Don't copy the pictures; return every other part of the records exactly.

= DATA LISTING =
-.-.-

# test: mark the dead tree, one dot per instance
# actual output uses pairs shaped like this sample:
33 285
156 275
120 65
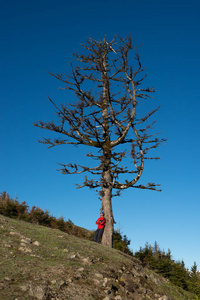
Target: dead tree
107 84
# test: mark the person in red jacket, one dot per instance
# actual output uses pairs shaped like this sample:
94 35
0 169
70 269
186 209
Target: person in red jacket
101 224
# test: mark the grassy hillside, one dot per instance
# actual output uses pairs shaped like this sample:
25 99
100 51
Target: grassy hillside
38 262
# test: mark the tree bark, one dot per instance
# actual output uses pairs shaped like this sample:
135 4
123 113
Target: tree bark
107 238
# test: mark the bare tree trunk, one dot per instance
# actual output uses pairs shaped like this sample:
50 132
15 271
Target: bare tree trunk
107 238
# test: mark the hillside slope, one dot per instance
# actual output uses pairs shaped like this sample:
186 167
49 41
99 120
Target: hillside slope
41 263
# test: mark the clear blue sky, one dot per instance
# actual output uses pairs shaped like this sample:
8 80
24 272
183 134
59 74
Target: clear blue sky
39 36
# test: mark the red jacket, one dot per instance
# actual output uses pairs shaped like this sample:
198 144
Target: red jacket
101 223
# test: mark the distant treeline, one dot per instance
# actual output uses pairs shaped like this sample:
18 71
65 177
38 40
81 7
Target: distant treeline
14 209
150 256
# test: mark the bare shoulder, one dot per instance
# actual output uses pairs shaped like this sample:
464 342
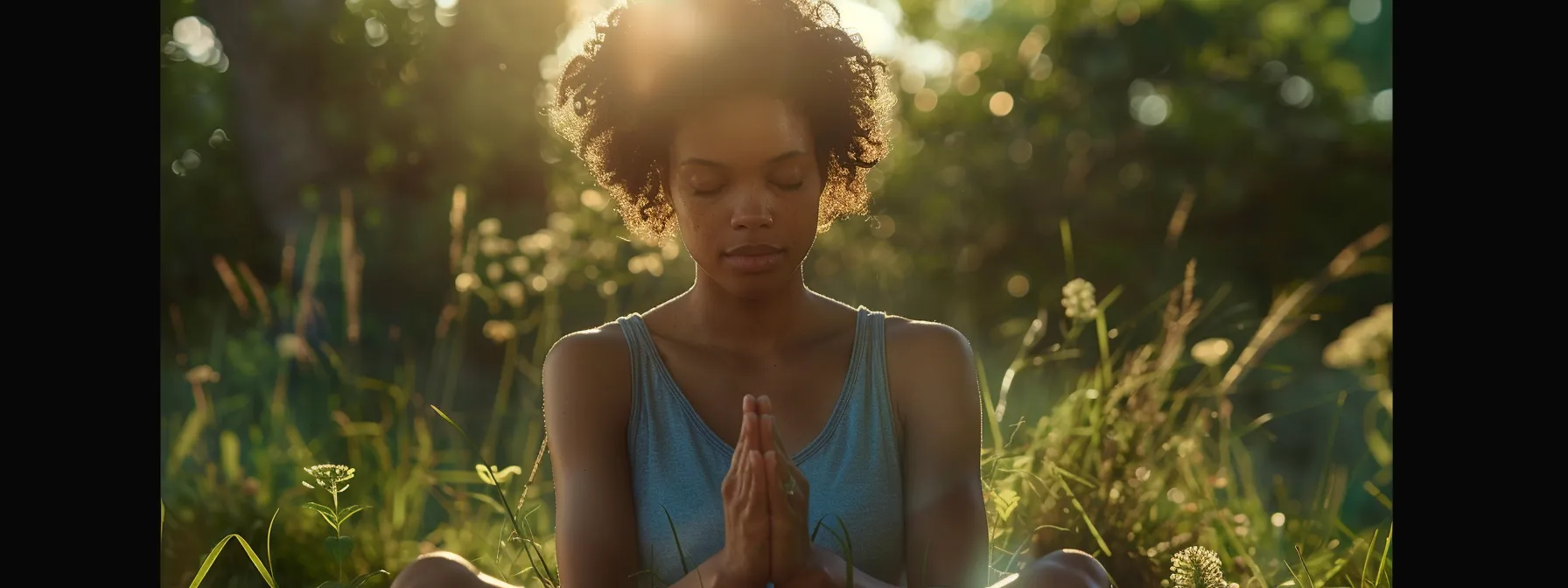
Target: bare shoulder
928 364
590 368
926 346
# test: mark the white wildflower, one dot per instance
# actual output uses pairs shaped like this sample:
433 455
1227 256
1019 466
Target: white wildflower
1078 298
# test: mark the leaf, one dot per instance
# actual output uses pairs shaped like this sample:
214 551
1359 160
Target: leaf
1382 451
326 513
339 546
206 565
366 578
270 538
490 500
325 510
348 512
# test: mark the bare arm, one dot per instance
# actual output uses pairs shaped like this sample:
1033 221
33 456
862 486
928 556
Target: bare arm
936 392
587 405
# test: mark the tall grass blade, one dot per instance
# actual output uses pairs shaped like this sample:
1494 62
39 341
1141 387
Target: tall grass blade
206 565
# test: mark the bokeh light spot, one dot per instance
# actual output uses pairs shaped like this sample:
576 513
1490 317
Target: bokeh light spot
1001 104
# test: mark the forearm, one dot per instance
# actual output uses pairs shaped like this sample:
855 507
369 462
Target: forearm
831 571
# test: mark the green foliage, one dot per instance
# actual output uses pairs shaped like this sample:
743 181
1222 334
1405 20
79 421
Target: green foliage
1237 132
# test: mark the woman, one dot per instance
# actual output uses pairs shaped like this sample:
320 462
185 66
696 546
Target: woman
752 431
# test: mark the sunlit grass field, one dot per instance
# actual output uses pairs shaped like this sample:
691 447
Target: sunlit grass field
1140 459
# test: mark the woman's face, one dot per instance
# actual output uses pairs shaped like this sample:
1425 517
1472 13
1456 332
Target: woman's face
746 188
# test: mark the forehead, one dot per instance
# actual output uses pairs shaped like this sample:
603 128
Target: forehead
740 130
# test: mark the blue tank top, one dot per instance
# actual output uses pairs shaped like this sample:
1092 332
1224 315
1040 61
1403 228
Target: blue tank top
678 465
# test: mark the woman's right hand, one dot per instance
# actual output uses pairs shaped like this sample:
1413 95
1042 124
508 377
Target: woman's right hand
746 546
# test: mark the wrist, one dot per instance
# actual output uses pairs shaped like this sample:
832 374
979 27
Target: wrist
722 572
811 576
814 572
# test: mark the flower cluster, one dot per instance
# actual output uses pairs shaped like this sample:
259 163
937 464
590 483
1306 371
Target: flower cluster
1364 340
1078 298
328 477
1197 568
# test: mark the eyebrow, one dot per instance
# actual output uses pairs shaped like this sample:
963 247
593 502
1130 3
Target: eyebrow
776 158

-.-.-

= REPLY TO THE EXERCISE =
# test: mark the dead tree, one dot per instance
# actual output uses pairs shaped like this sample:
33 285
156 275
120 65
Target: dead tree
107 84
# test: mark the person in red jacket, one dot per instance
# actual output uses pairs shaped like this sample:
94 35
0 169
70 269
186 209
Target: person in red jacket
101 224
# test: mark the grassy hillside, one dot per instance
# actual output uses pairs shaped like this sample:
25 99
100 51
Target: grassy hillside
38 262
# test: mark the tree bark, one dot per instance
# actual output uses pairs shaped like this sample:
135 4
123 113
Target: tree bark
107 238
# test: mark the bare tree trunk, one dot per instance
# actual output uses pairs shaped like this sample:
50 132
15 271
Target: bare tree trunk
107 238
# test: mark the hillside slope, one dot per instance
# actual output uses pairs shaped like this sample:
186 167
49 41
99 120
Target: hillside slope
41 263
# test: mark the clear blue sky, one dot per instance
# actual output uses pairs shaped like this sample:
8 80
24 272
183 134
59 74
Target: clear blue sky
39 36
# test: mark the red jacket, one dot per instance
# actual output uses pairs shaped like this sample:
198 144
Target: red jacket
101 223
# test: mark the distant treeline, one dot per instance
# actual output uses pairs shaped like this sample:
18 71
65 177
38 40
81 7
Target: distant treeline
14 209
150 256
# test: mark the bare shoulder, one dot per instance
# actual output uses pairs shaped like this sample:
464 342
Target: bare shoulder
928 364
590 368
926 346
# test: mark the white wildflower, one dot per instance
# actual output uses pairs shaped like this sample:
433 455
1227 256
1019 466
Target: white wildflower
1078 298
# test: mark the leaf, one dot per instance
# actual output uses pairs shaped like this sample:
214 551
1359 160
Target: leaf
1382 451
326 513
339 546
206 565
366 578
270 538
490 500
325 510
348 512
# test: mark the bare arm, one dot per instance
# actual output uses pairs shaped like this sample:
1033 221
33 456
862 486
928 556
Target: bare arm
936 392
587 405
# test: mark the tall grass blade, one dot per instance
# actual output uses pairs shaped like this sample:
1494 62
39 341
1141 387
Target: tall grass blade
206 565
# test: mark the bokeh light spot, one dot per instance
# actual output uses pairs shaped like this sample:
576 513
1490 317
Target: bokeh light spot
1001 104
# test: mark the forearm, one dot per instance
# actual output uses pairs shaped like this sample:
855 507
369 462
Target: forearm
831 571
# test: mark the green foliage, one dot per instance
# actual output uses pairs shaped like this sample:
743 181
1222 334
1405 20
79 421
Target: green foliage
1237 132
# test: mark the woman, one dot per instance
# actual output uses pairs shaped like this sample:
320 462
185 66
696 546
Target: woman
752 431
# test: mark the sunlit grass field, one dot per instance
# actual output uses pairs shaped like this sample:
691 447
Target: sunlit grass field
1140 459
# test: mark the woman's face, one dot per instance
# actual output uses pairs shaped like this sample:
1425 517
1472 13
1456 332
Target: woman's face
746 188
# test: mark the forehead, one dot per instance
# actual output uses pairs shaped like this sample:
603 128
Target: forehead
740 130
# test: mark the blue tank top, one dot per instance
# actual output uses pairs shaped like this sample:
1092 332
1224 315
1040 61
1403 228
Target: blue tank top
678 465
# test: mark the woman's right hand, one dot per instance
# actual output uses pairs shaped like this sample:
1413 95
1042 124
508 377
Target: woman's right hand
746 546
# test: mark the wrist, one dot per instance
# actual output uses pairs shaped like this sample:
832 374
979 27
Target: wrist
722 572
811 576
814 572
# test: mark the flower cluster, one dot per instance
# actual output uses pairs shaped like this sample:
259 163
937 464
590 483
1306 371
Target: flower cluster
1364 340
1078 298
328 477
1197 568
# test: mark the eyebrow, one dot per instance
# actual output uses pairs shaped like this sample:
963 247
593 502
1130 3
Target: eyebrow
776 158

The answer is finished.